◆ Exercise instructions
Could you rewrite the records, requests included, from the start through the line containing "531,132,598,170" (including that line), scaling every bounding-box coordinate in the answers by 0.4 and rounding to whole numbers with halves rounded up?

◆ Records for this exercise
§ §

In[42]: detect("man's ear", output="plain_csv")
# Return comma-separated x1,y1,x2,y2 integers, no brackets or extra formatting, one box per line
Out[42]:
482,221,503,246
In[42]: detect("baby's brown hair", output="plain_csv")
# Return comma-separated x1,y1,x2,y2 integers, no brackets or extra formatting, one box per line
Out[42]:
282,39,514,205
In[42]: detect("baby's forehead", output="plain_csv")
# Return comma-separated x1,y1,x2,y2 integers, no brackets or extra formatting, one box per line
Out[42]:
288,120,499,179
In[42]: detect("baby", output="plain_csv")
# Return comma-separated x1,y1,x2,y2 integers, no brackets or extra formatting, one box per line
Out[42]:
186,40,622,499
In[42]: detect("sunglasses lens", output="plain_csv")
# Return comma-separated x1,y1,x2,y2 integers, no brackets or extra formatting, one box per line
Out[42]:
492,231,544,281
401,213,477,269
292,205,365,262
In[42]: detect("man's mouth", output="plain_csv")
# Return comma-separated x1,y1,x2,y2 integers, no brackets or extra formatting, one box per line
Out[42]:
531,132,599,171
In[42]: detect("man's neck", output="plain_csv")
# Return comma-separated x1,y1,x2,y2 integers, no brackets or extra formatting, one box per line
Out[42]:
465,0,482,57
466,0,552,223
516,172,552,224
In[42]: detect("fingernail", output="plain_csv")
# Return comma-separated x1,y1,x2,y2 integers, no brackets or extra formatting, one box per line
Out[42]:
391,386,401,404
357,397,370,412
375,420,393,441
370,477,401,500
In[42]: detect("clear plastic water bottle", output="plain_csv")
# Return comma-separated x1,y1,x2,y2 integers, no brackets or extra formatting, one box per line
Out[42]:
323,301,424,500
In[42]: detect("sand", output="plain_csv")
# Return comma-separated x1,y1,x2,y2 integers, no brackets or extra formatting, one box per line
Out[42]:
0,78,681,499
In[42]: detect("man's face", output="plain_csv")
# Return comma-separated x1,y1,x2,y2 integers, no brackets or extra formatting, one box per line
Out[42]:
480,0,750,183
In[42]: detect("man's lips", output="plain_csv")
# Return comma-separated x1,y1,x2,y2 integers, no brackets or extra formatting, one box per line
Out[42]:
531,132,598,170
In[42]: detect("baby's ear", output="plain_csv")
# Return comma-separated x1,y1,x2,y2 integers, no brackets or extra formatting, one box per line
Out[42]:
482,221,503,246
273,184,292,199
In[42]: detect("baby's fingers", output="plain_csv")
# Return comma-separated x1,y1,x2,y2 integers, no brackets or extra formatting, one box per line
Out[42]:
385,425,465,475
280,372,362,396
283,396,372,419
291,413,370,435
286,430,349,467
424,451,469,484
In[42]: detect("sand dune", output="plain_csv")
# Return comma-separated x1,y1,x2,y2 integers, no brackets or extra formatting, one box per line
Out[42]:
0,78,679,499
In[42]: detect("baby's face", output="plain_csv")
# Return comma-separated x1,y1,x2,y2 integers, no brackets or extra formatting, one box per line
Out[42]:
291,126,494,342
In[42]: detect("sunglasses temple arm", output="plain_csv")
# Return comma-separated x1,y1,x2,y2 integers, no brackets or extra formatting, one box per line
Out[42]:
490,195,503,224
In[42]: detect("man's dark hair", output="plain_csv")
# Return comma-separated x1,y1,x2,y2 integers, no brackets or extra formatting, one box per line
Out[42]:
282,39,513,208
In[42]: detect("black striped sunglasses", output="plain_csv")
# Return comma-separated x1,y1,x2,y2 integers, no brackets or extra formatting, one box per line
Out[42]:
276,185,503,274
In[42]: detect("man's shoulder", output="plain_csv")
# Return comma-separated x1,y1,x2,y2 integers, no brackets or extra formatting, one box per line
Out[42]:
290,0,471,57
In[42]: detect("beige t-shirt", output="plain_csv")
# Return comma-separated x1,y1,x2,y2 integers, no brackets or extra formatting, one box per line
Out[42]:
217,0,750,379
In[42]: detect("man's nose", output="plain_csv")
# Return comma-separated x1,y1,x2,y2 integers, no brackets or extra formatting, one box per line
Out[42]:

§ §

◆ Output of the task
In[42]: detect("man's ear", output="plain_csv")
# Return comma-separated x1,y1,x2,y2 integers, no brackets or extra formatting, one box per line
Out[42]:
193,88,201,98
In[42]: detect("baby's brown hair", output="plain_csv")
# Return comma-separated x1,y1,x2,y2 integers, no brackets or extra formatting, one box per line
Out[42]:
113,16,206,82
In[42]: detect("baby's forehead", output="plain_csv")
# Return comma-separated x1,y1,x2,y2 integers, no brackets or extra formatting, one box per line
Out[42]:
115,48,200,72
In[42]: detect("baby", output="plain_csv")
# Return comma-separated x1,y1,x2,y2 integers, no brackets or extra formatting, one box per line
Out[42]:
74,16,249,200
In[42]: detect("sunglasses lens", output="plain_csv")
# Return comma-separated x1,y1,x2,y2 integers, no brackets or extra formatting, one box per line
Out[42]:
197,92,218,112
160,85,191,108
117,82,146,105
In[42]: detect("man's mouth", output="plain_csv")
# Return comma-separated x1,y1,x2,y2 integers, no brackets or extra formatting, one box per line
Out[42]:
212,53,240,68
In[42]: detect("man's neck", output="plain_csv")
# Return comma-separated x1,y1,x2,y2 integers, no brackets or extra formatting, one box per line
Out[42]:
186,0,193,23
186,0,221,89
206,69,221,90
In[42]: detect("fingernail", output="plain_csv")
# Return comma-separated x1,y1,x2,y2 integers, no brackets or extra formatting, one box per line
Out[42]:
156,154,160,162
143,159,148,165
150,168,157,176
148,191,160,200
In[42]: detect("clear plastic water bottle", output="plain_csv")
# Return comma-separated x1,y1,x2,y2 integers, no brackets or extra formatting, one box per line
Out[42]:
129,120,170,200
In[42]: detect("sand", output="plain_csv")
# Return comma-separated x1,y1,x2,y2 integers, no brackets or extra formatting, one box per line
Out[42]:
0,31,272,200
In[42]: detect("man's face", output="plain_csv")
# Return comma-separated x1,y1,x2,y2 integers, no brackets or extra formatting, one box per line
Out[42]:
192,0,300,73
In[42]: detect("man's lips", output="plain_csv")
# Return comma-separated x1,y1,x2,y2 integers, no brackets or extra formatting, one box per line
Out[42]:
212,53,239,68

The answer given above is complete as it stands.